- **What to produce**
Rescale the entries from the line with "Please indicate the white sequin" up to and including the line with "(624, 1156)". Rewrite only those lines, requests included, with every point coordinate in the answers multiplied by 2.3 and rounded to a whole number (halves up).

.....

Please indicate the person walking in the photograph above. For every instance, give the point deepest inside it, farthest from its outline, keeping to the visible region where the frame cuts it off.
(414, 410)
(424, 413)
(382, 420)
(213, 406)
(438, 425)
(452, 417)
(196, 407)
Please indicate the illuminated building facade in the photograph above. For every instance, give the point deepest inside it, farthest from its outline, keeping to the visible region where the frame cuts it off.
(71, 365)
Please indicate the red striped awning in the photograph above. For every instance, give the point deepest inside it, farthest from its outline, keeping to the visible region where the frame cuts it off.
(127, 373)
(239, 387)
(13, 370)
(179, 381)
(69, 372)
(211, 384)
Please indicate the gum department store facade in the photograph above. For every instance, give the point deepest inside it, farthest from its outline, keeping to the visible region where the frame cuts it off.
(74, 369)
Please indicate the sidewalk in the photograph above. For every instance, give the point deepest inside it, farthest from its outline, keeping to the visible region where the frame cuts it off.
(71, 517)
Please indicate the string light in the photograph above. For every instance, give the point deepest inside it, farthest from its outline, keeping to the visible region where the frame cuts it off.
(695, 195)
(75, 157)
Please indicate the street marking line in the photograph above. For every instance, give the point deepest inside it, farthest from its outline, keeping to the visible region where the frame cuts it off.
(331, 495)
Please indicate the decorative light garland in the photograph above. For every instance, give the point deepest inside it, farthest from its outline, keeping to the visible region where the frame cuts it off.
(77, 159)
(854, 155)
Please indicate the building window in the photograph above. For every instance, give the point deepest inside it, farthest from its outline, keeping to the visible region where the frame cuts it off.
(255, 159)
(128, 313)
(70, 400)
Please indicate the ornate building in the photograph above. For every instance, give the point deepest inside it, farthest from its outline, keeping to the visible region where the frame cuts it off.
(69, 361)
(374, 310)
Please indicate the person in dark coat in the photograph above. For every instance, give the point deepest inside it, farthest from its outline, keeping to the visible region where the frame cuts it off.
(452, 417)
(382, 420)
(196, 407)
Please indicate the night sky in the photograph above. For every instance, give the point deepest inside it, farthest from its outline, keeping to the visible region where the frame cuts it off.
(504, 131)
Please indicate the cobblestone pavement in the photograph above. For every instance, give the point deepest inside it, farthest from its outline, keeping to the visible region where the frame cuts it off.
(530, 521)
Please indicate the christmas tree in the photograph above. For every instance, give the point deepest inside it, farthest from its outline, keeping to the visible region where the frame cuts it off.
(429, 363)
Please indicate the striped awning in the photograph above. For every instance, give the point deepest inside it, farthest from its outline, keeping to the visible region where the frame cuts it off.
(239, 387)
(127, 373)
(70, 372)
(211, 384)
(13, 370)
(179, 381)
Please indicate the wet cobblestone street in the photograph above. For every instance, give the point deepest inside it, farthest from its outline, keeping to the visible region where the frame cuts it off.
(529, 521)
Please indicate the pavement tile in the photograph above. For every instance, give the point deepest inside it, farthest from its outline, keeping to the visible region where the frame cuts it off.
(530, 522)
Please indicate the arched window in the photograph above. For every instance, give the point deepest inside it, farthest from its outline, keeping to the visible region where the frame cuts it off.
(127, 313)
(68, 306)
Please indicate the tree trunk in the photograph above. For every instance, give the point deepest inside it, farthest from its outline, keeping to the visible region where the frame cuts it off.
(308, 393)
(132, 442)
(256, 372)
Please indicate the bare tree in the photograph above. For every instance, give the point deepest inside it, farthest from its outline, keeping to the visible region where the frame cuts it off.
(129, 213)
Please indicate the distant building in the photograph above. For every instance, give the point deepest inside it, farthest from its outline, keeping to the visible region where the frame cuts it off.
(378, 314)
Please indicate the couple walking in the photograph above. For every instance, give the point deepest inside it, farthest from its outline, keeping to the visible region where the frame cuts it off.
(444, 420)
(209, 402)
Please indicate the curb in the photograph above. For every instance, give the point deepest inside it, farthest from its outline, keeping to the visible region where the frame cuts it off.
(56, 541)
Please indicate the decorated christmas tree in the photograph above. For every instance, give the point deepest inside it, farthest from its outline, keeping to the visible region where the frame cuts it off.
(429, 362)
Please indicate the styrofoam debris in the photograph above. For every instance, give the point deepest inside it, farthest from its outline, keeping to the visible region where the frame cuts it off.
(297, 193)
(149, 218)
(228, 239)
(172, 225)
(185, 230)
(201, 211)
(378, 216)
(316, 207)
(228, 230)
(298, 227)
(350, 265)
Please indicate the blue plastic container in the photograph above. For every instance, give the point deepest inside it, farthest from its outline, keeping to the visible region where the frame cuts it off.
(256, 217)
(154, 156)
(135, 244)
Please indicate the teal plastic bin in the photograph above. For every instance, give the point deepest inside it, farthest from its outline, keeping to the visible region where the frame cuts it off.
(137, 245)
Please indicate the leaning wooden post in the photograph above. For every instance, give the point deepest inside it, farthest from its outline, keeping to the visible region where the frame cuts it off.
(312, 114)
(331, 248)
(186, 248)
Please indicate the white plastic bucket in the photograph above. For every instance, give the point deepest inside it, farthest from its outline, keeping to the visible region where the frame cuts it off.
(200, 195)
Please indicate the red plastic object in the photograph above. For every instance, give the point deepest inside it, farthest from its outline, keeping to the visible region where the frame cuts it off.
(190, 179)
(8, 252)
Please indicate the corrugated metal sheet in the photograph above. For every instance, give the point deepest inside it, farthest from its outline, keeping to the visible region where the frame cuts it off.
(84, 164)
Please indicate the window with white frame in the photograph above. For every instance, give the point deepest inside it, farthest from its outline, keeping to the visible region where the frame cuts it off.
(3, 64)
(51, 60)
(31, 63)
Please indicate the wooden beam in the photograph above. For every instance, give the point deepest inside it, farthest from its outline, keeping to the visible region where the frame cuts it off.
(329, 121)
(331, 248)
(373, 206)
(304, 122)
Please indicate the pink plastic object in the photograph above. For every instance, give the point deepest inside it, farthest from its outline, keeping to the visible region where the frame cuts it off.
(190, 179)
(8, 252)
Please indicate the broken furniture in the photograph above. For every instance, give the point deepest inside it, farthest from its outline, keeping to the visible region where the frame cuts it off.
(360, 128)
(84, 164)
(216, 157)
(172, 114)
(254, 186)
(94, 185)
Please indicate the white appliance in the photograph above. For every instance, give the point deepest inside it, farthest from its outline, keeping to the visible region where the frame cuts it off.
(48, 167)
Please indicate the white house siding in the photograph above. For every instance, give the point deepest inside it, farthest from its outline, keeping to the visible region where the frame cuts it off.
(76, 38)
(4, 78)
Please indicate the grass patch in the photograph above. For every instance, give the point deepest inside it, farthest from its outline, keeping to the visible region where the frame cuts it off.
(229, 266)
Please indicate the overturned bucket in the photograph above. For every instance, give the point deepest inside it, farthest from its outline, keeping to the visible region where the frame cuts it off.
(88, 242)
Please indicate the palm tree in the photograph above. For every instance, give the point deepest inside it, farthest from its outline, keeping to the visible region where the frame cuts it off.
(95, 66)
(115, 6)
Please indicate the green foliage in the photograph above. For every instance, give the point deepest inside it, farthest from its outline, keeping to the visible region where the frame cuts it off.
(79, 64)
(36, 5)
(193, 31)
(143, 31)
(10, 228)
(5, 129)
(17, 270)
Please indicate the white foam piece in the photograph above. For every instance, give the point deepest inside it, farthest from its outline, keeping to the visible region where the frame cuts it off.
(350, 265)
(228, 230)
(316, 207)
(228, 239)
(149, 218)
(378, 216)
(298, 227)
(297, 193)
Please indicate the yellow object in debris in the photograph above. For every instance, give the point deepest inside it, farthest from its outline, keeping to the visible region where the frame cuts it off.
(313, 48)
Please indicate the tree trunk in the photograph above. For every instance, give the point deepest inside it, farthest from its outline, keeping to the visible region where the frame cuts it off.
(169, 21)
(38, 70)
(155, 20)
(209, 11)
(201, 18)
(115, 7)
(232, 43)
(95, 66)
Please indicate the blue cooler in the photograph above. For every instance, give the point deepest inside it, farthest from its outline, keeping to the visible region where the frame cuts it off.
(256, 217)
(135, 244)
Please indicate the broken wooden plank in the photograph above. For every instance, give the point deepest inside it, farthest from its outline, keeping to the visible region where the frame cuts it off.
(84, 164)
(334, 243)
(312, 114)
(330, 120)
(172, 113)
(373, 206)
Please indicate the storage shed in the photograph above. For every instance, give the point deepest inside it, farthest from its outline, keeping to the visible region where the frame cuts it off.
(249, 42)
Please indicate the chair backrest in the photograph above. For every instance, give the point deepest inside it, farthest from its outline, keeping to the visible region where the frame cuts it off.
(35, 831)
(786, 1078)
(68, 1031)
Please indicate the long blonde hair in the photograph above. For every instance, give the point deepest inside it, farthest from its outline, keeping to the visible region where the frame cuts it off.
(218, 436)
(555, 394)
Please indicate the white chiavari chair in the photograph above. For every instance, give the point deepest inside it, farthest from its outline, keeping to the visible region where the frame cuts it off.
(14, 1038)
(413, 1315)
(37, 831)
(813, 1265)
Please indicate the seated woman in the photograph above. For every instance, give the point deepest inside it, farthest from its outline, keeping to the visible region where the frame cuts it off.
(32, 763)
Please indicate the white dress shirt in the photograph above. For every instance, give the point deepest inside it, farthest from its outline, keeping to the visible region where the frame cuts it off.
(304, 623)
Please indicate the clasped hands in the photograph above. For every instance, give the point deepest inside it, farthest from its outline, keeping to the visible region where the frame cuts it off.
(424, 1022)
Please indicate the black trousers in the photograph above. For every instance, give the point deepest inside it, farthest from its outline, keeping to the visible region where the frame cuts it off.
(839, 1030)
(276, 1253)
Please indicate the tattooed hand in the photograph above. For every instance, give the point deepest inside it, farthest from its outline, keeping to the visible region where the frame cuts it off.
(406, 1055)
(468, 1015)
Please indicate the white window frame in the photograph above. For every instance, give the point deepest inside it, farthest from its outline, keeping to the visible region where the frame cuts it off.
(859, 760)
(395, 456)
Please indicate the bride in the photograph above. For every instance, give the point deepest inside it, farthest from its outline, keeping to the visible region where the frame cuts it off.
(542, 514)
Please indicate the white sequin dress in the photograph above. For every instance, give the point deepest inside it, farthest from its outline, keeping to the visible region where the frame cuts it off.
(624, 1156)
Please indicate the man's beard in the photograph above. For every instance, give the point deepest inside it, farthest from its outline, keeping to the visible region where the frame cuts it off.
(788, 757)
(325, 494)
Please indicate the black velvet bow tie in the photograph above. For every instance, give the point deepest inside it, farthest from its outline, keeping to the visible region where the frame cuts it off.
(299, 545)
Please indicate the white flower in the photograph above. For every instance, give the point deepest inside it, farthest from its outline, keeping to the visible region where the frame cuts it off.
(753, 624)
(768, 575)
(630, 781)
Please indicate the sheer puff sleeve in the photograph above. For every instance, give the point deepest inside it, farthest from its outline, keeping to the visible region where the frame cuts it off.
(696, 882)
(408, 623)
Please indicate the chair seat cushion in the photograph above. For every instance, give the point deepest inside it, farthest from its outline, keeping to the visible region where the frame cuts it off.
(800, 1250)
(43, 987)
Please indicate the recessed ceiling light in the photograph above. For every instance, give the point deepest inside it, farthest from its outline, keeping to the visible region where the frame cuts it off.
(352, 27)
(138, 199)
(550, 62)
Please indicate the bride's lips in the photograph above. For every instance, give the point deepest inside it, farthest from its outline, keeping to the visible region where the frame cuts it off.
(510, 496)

.....

- **Task answer**
Please indicate the white sequin dress in the photograph above. For every instance, give the point deepest inside it, farthest from its outline, keeping to the visible region where the frame cuts it off.
(1435, 2659)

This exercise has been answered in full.